Exercise inputs:
━━━━━━━━
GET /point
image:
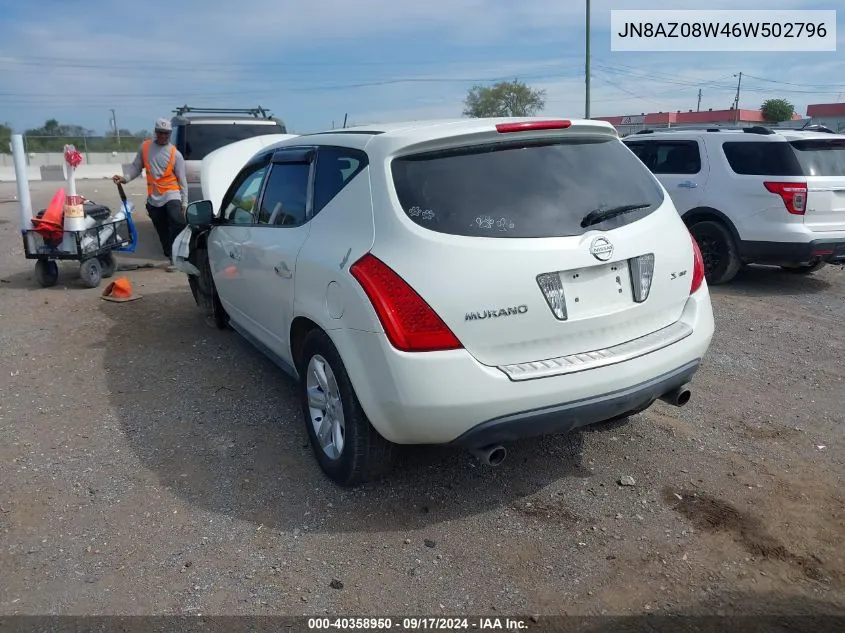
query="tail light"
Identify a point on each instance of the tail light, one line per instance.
━━━━━━━━
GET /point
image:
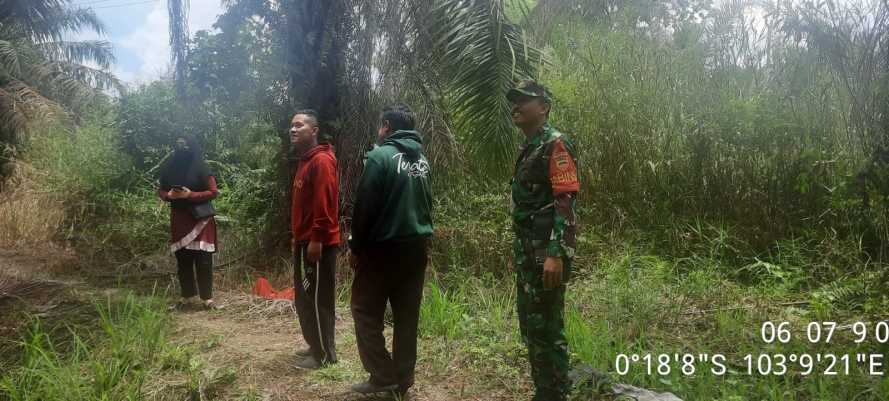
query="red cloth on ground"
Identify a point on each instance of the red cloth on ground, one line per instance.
━━━━━━━━
To be done:
Locate each line above that contains the string "tail", and copy those lines.

Task response:
query="tail light"
Identify a point on each instance of the tail light, one line per instance.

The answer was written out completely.